- **Task directions**
Search the records for "below". Copy every line where it appears.

[Dataset entries]
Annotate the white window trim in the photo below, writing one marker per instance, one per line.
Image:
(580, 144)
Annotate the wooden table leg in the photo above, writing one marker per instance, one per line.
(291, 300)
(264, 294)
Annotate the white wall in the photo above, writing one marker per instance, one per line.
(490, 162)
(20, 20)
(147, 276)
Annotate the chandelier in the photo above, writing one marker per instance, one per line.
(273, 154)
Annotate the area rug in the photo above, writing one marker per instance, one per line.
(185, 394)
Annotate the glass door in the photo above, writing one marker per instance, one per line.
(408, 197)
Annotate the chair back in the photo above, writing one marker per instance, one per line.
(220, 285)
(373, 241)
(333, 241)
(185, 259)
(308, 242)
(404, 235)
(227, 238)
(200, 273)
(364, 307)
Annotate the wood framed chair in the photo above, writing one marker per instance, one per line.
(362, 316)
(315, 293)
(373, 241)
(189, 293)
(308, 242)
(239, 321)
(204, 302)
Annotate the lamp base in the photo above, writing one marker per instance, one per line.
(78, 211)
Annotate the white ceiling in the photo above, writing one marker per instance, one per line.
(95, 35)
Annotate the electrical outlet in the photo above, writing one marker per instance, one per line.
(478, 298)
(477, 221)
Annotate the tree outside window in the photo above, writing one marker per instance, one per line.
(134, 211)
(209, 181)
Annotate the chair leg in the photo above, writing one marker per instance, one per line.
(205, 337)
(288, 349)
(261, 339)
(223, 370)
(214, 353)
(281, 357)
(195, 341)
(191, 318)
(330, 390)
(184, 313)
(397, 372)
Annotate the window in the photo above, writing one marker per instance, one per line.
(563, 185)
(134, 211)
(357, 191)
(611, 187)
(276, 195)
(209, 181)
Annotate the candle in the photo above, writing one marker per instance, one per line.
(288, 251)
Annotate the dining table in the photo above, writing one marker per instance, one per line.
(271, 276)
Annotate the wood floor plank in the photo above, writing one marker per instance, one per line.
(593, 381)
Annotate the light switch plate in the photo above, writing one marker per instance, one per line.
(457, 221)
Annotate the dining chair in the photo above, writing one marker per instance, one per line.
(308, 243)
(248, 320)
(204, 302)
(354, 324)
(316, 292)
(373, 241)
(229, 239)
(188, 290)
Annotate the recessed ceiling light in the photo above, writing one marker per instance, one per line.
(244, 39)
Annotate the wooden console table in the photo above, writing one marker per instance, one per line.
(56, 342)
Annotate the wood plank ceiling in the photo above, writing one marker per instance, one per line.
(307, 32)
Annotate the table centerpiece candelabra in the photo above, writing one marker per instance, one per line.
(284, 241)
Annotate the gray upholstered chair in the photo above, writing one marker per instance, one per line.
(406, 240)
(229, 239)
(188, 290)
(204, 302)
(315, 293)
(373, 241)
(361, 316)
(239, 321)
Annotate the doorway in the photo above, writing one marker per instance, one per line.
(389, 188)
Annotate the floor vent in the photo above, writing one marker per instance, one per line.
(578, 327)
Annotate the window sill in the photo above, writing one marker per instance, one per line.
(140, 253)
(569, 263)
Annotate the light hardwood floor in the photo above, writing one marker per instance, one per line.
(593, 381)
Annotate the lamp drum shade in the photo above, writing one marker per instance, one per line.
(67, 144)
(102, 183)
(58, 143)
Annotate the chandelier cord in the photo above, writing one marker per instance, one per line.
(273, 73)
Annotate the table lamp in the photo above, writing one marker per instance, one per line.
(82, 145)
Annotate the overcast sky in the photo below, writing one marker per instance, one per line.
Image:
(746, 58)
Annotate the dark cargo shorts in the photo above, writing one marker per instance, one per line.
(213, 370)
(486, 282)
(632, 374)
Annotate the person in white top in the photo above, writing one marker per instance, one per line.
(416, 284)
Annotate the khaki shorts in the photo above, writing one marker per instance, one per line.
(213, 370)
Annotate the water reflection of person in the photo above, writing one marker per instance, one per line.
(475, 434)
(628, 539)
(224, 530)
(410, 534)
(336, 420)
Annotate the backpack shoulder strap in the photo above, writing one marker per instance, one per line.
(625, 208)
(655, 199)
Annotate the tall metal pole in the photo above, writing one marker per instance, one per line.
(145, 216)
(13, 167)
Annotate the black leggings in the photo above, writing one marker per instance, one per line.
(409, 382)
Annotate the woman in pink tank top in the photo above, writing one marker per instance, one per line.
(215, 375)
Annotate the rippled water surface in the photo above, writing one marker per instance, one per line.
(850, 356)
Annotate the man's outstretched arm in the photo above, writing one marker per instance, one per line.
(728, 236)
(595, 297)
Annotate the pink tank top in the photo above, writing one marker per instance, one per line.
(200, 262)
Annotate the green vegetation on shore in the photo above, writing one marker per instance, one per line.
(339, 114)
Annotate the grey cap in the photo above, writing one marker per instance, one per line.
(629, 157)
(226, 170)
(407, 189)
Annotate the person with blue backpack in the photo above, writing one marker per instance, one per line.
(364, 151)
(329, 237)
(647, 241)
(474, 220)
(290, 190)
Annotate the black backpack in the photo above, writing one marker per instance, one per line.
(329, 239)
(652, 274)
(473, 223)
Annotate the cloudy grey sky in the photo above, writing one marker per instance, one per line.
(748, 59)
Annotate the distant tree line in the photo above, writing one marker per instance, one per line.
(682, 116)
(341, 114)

- **Exercise result**
Annotate the white window trim in the photo below, writing one marker per instance, one per line.
Annotate the overcast sky in the photo below, writing one marker per instance, one per line.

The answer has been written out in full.